- [Challenge]
Count the lines in the data below that contain the word "dark", with case counting, and give only that number.

- [Listing]
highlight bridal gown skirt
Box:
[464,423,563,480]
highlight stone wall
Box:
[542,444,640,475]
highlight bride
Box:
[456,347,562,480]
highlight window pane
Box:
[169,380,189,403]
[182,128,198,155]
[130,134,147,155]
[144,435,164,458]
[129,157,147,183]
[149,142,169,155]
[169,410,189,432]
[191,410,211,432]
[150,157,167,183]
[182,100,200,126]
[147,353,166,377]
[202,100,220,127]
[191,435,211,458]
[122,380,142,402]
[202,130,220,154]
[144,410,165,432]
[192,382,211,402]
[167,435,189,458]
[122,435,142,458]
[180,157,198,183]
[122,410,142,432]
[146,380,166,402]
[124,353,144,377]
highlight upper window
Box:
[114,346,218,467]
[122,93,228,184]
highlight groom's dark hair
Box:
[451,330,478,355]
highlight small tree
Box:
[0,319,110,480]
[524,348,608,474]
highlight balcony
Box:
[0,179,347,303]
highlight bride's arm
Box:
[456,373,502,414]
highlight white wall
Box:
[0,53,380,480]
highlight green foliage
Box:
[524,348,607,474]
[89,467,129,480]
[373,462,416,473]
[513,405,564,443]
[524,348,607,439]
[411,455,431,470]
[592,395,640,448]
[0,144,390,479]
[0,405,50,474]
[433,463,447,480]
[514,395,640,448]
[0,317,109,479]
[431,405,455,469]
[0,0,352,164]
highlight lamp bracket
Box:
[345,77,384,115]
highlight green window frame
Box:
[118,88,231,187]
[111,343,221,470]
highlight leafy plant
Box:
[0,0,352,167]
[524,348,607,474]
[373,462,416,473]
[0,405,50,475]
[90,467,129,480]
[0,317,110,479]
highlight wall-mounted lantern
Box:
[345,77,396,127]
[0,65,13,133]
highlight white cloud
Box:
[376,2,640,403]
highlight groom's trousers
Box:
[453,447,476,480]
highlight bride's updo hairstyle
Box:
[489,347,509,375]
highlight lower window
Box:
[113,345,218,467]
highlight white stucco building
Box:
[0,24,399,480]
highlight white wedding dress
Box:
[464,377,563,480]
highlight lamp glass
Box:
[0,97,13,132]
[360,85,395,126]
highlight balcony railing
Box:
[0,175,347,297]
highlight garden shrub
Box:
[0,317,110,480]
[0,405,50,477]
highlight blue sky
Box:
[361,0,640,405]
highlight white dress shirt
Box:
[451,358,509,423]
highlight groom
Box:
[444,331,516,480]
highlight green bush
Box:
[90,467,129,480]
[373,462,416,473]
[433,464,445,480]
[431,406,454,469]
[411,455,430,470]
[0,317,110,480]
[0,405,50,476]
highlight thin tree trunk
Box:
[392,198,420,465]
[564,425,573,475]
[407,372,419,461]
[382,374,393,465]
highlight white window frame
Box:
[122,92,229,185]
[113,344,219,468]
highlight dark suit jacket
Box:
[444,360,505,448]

- [Completed exercise]
2